TRY IT:
The exercise asks for every line of the data to be reproduced exactly.

--- DATA SUPPLIED ---

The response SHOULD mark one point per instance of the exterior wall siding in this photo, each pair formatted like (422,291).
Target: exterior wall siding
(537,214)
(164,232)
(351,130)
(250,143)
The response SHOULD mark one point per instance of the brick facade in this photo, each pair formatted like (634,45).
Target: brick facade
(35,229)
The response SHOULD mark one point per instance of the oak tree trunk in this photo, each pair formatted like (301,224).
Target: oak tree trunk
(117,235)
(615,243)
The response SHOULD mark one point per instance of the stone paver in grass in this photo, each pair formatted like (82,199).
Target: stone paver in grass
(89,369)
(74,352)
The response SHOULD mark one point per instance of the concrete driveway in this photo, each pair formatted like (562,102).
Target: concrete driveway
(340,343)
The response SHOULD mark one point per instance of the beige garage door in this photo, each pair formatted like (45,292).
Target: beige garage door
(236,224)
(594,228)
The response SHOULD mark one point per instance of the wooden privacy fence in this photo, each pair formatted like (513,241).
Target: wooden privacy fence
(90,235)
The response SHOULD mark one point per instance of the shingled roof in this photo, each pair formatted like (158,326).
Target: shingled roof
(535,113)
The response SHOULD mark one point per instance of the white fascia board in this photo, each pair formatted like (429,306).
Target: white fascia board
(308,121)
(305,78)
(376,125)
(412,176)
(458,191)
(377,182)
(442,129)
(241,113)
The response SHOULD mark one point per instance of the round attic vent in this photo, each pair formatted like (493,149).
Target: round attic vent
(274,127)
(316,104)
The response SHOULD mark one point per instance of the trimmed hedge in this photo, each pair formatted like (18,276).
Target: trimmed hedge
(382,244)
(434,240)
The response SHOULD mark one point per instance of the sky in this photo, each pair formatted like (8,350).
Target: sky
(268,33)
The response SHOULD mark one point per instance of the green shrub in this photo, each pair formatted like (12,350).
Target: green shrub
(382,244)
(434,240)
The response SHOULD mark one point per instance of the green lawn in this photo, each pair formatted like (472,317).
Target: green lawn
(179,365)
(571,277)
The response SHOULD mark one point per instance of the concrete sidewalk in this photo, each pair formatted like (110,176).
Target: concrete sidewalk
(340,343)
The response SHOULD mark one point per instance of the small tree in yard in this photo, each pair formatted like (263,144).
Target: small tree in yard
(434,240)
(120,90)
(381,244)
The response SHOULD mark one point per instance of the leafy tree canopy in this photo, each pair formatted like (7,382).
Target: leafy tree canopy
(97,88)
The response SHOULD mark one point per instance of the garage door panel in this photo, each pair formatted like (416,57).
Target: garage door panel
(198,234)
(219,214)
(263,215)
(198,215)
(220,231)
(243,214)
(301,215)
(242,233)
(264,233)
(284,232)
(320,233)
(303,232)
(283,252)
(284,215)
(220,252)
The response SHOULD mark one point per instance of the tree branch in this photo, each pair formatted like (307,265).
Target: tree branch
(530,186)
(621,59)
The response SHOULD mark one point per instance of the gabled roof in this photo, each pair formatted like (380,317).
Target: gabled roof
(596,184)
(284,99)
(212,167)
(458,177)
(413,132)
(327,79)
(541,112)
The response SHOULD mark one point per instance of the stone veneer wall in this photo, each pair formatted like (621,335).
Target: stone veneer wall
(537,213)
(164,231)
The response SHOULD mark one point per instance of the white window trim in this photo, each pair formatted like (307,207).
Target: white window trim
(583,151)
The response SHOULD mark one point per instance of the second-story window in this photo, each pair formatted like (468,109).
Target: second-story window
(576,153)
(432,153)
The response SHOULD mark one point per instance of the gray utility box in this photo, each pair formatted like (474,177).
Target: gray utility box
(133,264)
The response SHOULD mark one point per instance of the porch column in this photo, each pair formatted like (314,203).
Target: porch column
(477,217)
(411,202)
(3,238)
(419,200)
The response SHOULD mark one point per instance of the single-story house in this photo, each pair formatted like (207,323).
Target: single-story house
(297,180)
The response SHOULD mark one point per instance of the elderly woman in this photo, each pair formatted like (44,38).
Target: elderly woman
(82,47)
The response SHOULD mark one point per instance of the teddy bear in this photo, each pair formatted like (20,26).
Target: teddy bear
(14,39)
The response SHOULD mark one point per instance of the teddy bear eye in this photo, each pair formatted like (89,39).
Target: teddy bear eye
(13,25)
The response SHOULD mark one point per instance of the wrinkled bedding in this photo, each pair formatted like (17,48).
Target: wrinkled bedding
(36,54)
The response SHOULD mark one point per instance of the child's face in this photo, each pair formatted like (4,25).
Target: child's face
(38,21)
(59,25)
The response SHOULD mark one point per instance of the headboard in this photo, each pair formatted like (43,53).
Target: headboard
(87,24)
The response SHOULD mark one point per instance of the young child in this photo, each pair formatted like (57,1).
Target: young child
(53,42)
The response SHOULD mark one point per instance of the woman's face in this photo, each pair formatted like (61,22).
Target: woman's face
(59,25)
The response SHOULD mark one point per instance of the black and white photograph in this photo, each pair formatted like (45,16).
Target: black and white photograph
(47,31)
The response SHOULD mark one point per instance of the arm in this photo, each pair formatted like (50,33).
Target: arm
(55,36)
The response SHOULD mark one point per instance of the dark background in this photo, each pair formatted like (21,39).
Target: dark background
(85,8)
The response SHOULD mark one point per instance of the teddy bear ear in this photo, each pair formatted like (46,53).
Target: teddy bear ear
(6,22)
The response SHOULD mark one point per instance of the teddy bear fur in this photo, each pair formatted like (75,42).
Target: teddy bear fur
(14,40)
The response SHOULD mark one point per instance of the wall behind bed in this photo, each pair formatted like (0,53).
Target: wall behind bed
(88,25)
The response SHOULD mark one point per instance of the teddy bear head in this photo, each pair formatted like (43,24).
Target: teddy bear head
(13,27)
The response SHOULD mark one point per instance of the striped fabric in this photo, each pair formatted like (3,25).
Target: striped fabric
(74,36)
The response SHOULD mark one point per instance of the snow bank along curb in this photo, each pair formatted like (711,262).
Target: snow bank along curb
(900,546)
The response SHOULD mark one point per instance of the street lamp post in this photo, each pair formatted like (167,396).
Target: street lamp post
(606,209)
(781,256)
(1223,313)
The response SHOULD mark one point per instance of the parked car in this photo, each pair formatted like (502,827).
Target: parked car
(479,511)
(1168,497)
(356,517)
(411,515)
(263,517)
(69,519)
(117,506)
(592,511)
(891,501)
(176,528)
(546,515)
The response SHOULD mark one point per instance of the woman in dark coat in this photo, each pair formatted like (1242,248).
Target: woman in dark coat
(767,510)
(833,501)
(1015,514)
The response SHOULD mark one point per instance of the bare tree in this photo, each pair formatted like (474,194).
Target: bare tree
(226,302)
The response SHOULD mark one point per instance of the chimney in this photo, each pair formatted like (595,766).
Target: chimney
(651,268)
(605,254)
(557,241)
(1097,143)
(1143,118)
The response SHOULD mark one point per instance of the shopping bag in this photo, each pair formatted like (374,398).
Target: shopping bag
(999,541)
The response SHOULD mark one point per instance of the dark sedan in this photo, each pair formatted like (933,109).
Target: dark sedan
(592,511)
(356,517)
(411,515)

---

SOLUTION BELOW:
The response SHOULD mark one point per instance of the exterior wall siding in this photo, each pair formatted like (422,291).
Target: exterior wall siding
(537,214)
(164,232)
(351,130)
(250,143)
The response SHOULD mark one point per instance of the brick facade in this photo, each pair formatted like (634,45).
Target: brick facade
(35,229)
The response SHOULD mark one point per instance of the oak tree trunk in this photo, each pair formatted like (301,224).
Target: oak tree trunk
(117,235)
(615,243)
The response SHOULD mark one point per instance of the stone paver in grass in this photo, each pair formatted like (82,199).
Target: stone paver in grass
(89,369)
(74,352)
The response SHOULD mark one point per instance of the concrete driveway in this photo, each pair formatted like (562,102).
Target: concrete driveway
(340,343)
The response SHOULD mark one point per instance of the beige garage door in this photo, each pair formatted like (45,292).
Target: beige garage door
(236,224)
(594,228)
The response SHOULD mark one point per instance of the wooden privacy fence in this photo, each pair formatted like (513,241).
Target: wooden privacy fence
(90,235)
The response SHOULD mark one point per instance of the shingled roof in this photo, each pair formatted like (158,326).
Target: shingled roof
(535,113)
The response SHOULD mark one point per instance of the white fascia board in this photo, each pair formatted like (429,306).
Target: white fascia board
(308,121)
(305,78)
(376,125)
(412,176)
(458,191)
(377,182)
(442,129)
(241,113)
The response SHOULD mark one point per instance of the round attic vent in this photo, each pair formatted like (493,149).
Target: round attic vent
(274,127)
(316,104)
The response SHOULD mark one point per instance of the trimmed hedge in this photo, each pair formatted like (18,276).
Target: trimmed hedge
(382,244)
(434,240)
The response SHOULD mark one point per instance of the sky in this photo, each pair formatted like (8,350).
Target: sky
(268,33)
The response SHOULD mark one point per instance of the green shrub in this photo, each pair formatted like (12,350).
Target: green shrub
(382,244)
(434,240)
The response SHOULD mark one point per instance of the green lawn in this photo, each pair formatted like (472,317).
Target: green lawn
(179,365)
(571,277)
The response SHOULD mark one point per instance of the concrete sidewalk in this photo, each pair formatted like (110,176).
Target: concrete sidewalk
(340,343)
The response SHOULD mark one point per instance of the small tree in yard in this photo, each pair formatted like (263,144).
Target: small tree in yard
(434,240)
(120,90)
(381,244)
The response SHOULD mark one point per instance of the leafy tree canopy in this photo, each pair formatted like (7,382).
Target: leafy tree canopy
(97,88)
The response SHOULD mark one point per instance of the garage door panel in this photo, each pair formatted like (416,57).
Target: garage door panel
(198,234)
(219,214)
(263,215)
(198,215)
(220,231)
(243,214)
(301,215)
(242,233)
(264,233)
(284,232)
(320,233)
(303,232)
(283,252)
(284,215)
(220,252)
The response SHOULD mark one point per instance of the tree branch in this photo, each pair formatted like (307,265).
Target: tree branch
(530,186)
(621,59)
The response SHOULD mark one point per instance of the gabled roof in this photo, each pair formatted like (380,317).
Target: gabled roof
(596,184)
(284,99)
(212,167)
(458,177)
(413,132)
(327,79)
(541,112)
The response SHOULD mark one point per instance of the stone veneer wall in this photo, each pair formatted like (621,335).
Target: stone veneer wall
(537,213)
(164,231)
The response SHOULD mark one point per instance of the white window trim in this photo, each pair formatted like (307,207).
Target: white window trim
(583,151)
The response SHOULD mark one point per instance of the second-story window in this photo, each pair formatted like (468,109).
Target: second-story window
(576,153)
(432,153)
The response SHOULD mark one point per instance of the gray utility box in this photo, each pair formatted like (474,177).
Target: gray utility box
(133,264)
The response SHOULD mark one point per instance of the porch column in this photo, each pair formatted like (314,203).
Target: porch column
(477,217)
(411,202)
(3,238)
(419,200)
The response SHOULD mark one point per instance of the single-story house in this photo, each pair formatted like (207,323).
Target: single-story house
(297,180)
The response SHOULD mark one point per instance of the elderly woman in this photo, each pair formatted like (44,38).
Target: elderly woman
(82,47)
The response SHOULD mark one point per instance of the teddy bear in this photo, each pair formatted like (20,26).
Target: teddy bear
(14,39)
The response SHOULD mark one point per instance of the teddy bear eye in this photo, each pair formatted like (89,39).
Target: teddy bear eye
(13,25)
The response SHOULD mark one point per instance of the wrinkled bedding in this photo, each pair formatted like (17,48).
Target: wrinkled bedding
(36,54)
The response SHOULD mark one point per instance of the child's face in this photo, each pair formatted like (4,25).
Target: child's face
(38,21)
(59,25)
The response SHOULD mark one point per instance of the headboard in this photo, each pair formatted like (43,53).
Target: headboard
(87,24)
The response SHOULD mark one point per instance of the young child in this photo, each pair formatted like (57,1).
Target: young child
(53,42)
The response SHOULD mark one point per instance of the woman's face in this photo, each pair formatted like (61,22).
Target: woman's face
(59,25)
The response SHOULD mark one point per instance of the black and white photograph in this photo, each pair formatted like (45,16).
Target: black and white photograph
(47,31)
The response SHOULD mark one point per instance of the arm in this photo, each pair formatted like (50,33).
Target: arm
(55,36)
The response SHOULD mark one point per instance of the dark background in this photo, each pair formatted like (21,39).
Target: dark background
(85,8)
The response SHOULD mark one point per instance of the teddy bear ear in this photo, each pair formatted like (46,53).
Target: teddy bear ear
(6,22)
The response SHOULD mark one point per instance of the teddy bear fur in this photo, each pair formatted like (75,42).
Target: teddy bear fur
(14,40)
The response SHOULD mark one point per instance of the wall behind bed in this photo, each pair formatted like (0,53).
Target: wall behind bed
(88,25)
The response SHOULD mark one point per instance of the teddy bear head in this photo, each pair formatted like (43,24).
Target: teddy bear head
(13,27)
The response SHOULD mark one point per instance of the striped fabric in this photo, each pair formatted like (3,25).
Target: striped fabric
(74,36)
The response SHOULD mark one point per instance of the snow bank along curb in this photo, each pair formatted like (711,262).
Target: snow bank along curb
(900,546)
The response SHOULD mark one point per instance of the street lamp post in this photo, each pair formatted like (167,396).
Target: street lamp post
(606,209)
(781,256)
(1223,313)
The response SHOULD mark one point per instance of the parked car in this photo, each pair formatted like (502,827).
Target: parked car
(479,511)
(1168,497)
(356,517)
(411,515)
(263,517)
(69,519)
(117,506)
(592,511)
(891,501)
(176,528)
(546,515)
The response SHOULD mark one point per instance of the woman in dark coat in this photo, each pair formatted like (1242,248).
Target: woman in dark coat
(767,510)
(833,501)
(1015,514)
The response SHOULD mark one point per instance of the bare tree in this photo, each pair formatted like (474,194).
Target: bare tree
(226,302)
The response SHOULD mark one point per instance of the chimney in this photo, each pair formatted like (595,766).
Target: chimney
(651,268)
(605,254)
(557,241)
(1097,143)
(1143,118)
The response SHOULD mark one point per instance of the shopping bag in this photo, each pair formatted like (374,398).
Target: shopping bag
(999,541)
The response SHOULD mark one point per instance of the dark sedan in this photo, each pair formatted like (933,109).
Target: dark sedan
(592,511)
(356,517)
(411,515)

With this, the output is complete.